**Dataset entries**
BEGIN
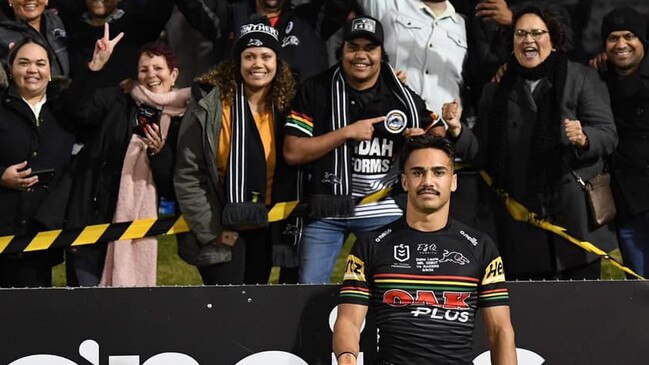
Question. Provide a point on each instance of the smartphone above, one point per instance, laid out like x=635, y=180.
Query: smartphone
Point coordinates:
x=45, y=176
x=146, y=115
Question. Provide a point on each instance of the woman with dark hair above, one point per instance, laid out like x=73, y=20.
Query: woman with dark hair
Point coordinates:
x=30, y=18
x=229, y=163
x=126, y=163
x=546, y=118
x=35, y=146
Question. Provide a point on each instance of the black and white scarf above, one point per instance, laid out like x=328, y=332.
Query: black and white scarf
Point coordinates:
x=245, y=178
x=332, y=195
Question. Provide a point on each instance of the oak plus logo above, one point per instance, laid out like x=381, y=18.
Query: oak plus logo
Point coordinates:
x=89, y=350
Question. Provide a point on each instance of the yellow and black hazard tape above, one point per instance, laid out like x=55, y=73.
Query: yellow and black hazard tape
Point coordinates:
x=62, y=238
x=92, y=234
x=520, y=213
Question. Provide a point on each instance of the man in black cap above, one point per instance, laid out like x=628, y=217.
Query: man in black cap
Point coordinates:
x=624, y=32
x=346, y=126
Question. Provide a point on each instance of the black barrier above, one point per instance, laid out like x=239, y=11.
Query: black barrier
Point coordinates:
x=555, y=322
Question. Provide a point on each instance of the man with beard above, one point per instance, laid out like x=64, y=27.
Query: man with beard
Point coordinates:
x=624, y=32
x=346, y=128
x=425, y=276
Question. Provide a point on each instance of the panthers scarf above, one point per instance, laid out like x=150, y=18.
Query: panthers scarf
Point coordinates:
x=245, y=178
x=332, y=192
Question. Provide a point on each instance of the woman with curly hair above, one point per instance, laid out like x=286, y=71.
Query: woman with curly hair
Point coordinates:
x=227, y=171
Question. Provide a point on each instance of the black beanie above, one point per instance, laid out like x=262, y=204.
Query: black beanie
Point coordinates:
x=625, y=19
x=257, y=35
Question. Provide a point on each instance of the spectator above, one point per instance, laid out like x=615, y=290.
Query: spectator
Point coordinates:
x=236, y=110
x=547, y=117
x=126, y=164
x=35, y=138
x=391, y=271
x=84, y=21
x=347, y=125
x=427, y=40
x=302, y=45
x=31, y=18
x=624, y=32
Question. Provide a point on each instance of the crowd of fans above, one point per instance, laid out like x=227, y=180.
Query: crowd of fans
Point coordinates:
x=95, y=129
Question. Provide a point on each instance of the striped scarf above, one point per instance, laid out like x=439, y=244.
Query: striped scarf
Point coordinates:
x=245, y=179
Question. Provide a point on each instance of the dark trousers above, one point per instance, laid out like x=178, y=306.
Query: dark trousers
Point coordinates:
x=251, y=261
x=26, y=271
x=85, y=264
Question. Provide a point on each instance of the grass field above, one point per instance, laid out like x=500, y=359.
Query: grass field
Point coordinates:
x=174, y=271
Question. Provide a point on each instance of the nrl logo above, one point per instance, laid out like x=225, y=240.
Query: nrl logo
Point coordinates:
x=454, y=257
x=401, y=252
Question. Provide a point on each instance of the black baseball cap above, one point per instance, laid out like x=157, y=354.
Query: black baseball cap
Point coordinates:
x=364, y=27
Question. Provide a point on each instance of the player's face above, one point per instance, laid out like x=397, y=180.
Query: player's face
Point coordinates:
x=429, y=179
x=361, y=62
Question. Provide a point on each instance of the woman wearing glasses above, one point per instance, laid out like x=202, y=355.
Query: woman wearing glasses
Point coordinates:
x=546, y=117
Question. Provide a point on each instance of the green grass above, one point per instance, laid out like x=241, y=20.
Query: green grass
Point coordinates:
x=172, y=270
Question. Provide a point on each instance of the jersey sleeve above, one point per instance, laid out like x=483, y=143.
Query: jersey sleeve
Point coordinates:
x=492, y=288
x=356, y=282
x=299, y=121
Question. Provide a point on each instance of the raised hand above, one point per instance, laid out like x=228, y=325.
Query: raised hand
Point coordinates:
x=362, y=130
x=575, y=133
x=103, y=49
x=451, y=113
x=18, y=177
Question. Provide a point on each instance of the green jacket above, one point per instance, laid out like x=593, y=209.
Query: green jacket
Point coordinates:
x=199, y=193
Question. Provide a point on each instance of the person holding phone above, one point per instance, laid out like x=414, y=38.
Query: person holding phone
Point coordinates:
x=35, y=146
x=126, y=163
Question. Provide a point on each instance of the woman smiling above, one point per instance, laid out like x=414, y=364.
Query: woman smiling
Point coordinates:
x=546, y=118
x=35, y=146
x=227, y=171
x=126, y=163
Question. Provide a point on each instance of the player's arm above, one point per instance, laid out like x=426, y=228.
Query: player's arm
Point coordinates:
x=347, y=332
x=500, y=333
x=301, y=150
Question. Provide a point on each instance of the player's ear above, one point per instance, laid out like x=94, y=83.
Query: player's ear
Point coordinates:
x=454, y=182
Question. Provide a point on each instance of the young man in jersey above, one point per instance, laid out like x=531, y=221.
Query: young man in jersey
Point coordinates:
x=425, y=276
x=346, y=127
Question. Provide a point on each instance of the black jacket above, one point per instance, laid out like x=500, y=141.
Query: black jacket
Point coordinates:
x=630, y=161
x=111, y=114
x=45, y=143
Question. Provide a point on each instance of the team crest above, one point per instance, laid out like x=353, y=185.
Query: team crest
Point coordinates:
x=395, y=121
x=254, y=42
x=401, y=252
x=365, y=24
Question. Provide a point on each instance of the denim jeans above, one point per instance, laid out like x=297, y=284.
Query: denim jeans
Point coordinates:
x=322, y=240
x=633, y=237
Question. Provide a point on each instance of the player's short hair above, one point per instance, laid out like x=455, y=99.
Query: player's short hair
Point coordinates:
x=427, y=141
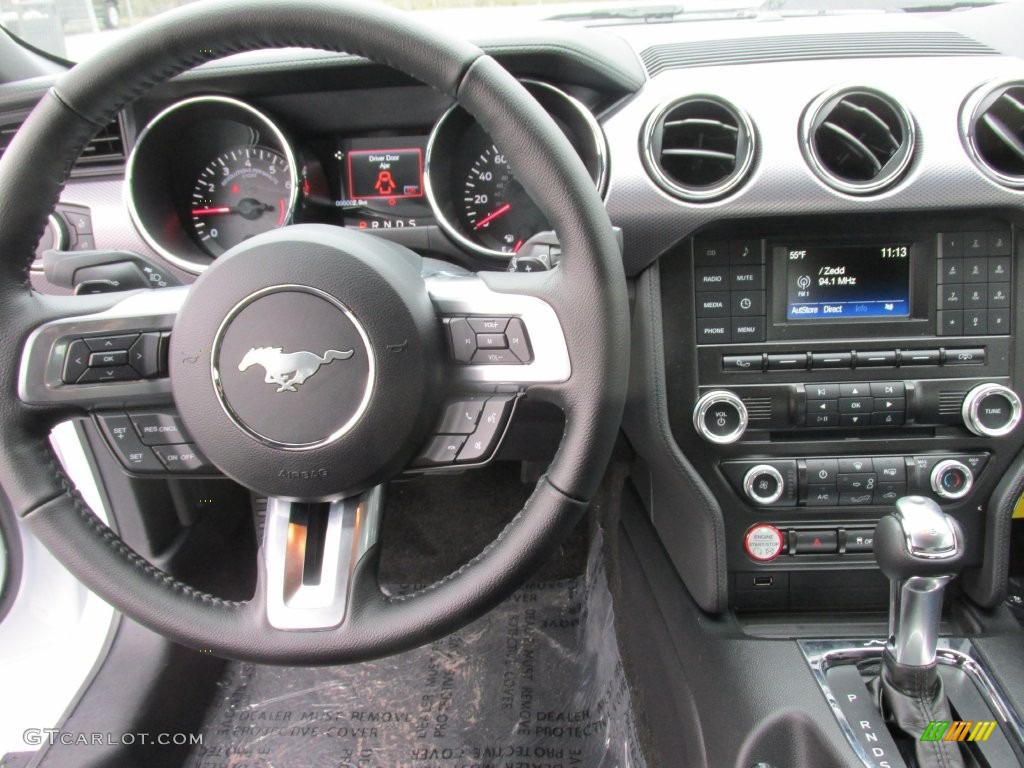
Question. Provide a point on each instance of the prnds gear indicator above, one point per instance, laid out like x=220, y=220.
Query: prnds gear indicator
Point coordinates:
x=374, y=174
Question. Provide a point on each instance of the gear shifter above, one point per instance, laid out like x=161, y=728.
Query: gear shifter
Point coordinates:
x=921, y=550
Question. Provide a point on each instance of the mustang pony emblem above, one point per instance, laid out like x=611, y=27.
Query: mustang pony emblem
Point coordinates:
x=291, y=369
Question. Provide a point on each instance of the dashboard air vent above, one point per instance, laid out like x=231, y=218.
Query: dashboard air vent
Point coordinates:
x=992, y=128
x=105, y=148
x=857, y=140
x=698, y=147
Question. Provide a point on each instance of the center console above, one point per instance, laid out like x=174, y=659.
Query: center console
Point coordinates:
x=818, y=371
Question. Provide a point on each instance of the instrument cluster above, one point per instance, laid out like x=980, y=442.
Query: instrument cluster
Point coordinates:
x=209, y=172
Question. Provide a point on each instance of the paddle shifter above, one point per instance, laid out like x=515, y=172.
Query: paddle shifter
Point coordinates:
x=920, y=549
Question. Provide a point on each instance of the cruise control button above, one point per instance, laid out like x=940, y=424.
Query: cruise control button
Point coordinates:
x=160, y=428
x=107, y=343
x=115, y=373
x=182, y=458
x=77, y=360
x=483, y=440
x=440, y=452
x=461, y=418
x=463, y=339
x=126, y=443
x=816, y=542
x=99, y=359
x=487, y=325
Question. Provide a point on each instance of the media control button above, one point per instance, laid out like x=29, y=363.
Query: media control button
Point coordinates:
x=920, y=357
x=876, y=358
x=711, y=254
x=763, y=543
x=741, y=363
x=815, y=542
x=969, y=356
x=713, y=304
x=822, y=496
x=711, y=279
x=832, y=359
x=821, y=391
x=854, y=390
x=797, y=361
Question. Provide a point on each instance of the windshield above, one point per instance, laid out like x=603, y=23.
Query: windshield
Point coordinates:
x=76, y=29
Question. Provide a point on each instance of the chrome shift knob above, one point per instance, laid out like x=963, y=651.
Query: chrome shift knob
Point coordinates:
x=921, y=549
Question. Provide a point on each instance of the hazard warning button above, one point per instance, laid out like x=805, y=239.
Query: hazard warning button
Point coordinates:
x=763, y=543
x=816, y=542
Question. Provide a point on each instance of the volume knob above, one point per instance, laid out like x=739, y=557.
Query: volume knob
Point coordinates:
x=991, y=410
x=720, y=417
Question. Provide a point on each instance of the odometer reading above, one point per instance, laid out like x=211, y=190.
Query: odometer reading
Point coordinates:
x=243, y=193
x=496, y=209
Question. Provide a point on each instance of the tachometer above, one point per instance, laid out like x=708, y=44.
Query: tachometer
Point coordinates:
x=496, y=209
x=472, y=188
x=242, y=193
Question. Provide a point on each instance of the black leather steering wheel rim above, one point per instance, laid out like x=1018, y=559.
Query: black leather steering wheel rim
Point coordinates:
x=587, y=291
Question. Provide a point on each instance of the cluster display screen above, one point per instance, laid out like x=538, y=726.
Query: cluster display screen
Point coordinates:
x=375, y=174
x=848, y=282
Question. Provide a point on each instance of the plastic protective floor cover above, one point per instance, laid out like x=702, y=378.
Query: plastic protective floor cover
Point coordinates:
x=537, y=683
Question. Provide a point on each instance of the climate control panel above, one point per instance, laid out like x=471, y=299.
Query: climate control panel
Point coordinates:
x=859, y=481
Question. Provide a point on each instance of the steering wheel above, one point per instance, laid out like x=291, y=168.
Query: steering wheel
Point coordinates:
x=368, y=305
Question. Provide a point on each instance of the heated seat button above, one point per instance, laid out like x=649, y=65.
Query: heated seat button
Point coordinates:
x=108, y=343
x=159, y=428
x=182, y=458
x=77, y=360
x=816, y=542
x=126, y=443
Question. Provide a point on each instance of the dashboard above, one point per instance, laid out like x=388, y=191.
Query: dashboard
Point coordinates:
x=820, y=220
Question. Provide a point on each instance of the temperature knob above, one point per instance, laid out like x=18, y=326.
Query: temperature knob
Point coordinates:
x=720, y=417
x=991, y=410
x=951, y=479
x=764, y=484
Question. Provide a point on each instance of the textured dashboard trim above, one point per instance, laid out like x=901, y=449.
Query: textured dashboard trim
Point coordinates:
x=658, y=58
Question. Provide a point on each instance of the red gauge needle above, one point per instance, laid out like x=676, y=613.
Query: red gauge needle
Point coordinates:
x=492, y=216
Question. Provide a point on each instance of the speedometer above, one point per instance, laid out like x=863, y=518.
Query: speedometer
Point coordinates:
x=472, y=188
x=496, y=209
x=244, y=192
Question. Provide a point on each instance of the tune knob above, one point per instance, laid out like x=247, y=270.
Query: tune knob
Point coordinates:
x=720, y=417
x=951, y=479
x=991, y=410
x=764, y=484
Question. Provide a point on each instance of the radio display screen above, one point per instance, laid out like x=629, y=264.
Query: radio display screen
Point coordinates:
x=848, y=282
END
**EXERCISE DESCRIPTION**
The required answer is the run of lines above, starting at the line with "Query: temperature knob" and ending at the line with "Query: speedometer", reproduced exactly with both ends.

**SOLUTION FOR THIS EXERCISE**
Query: temperature knob
Point coordinates:
x=720, y=417
x=991, y=410
x=951, y=479
x=764, y=484
Question. Provide a point on each instance of the textured dashboard trim above, one point per instance, laid out like x=901, y=449.
Query: textured dashboard trim
Point coordinates:
x=658, y=58
Question. Provide a point on each instance of the red gauge needle above, one point per instance, laid out like x=676, y=613.
Query: red gauge needle
Point coordinates:
x=492, y=216
Question. Provide a point on each instance of the speedometer above, one point per instance, laid out like x=863, y=518.
Query: speedometer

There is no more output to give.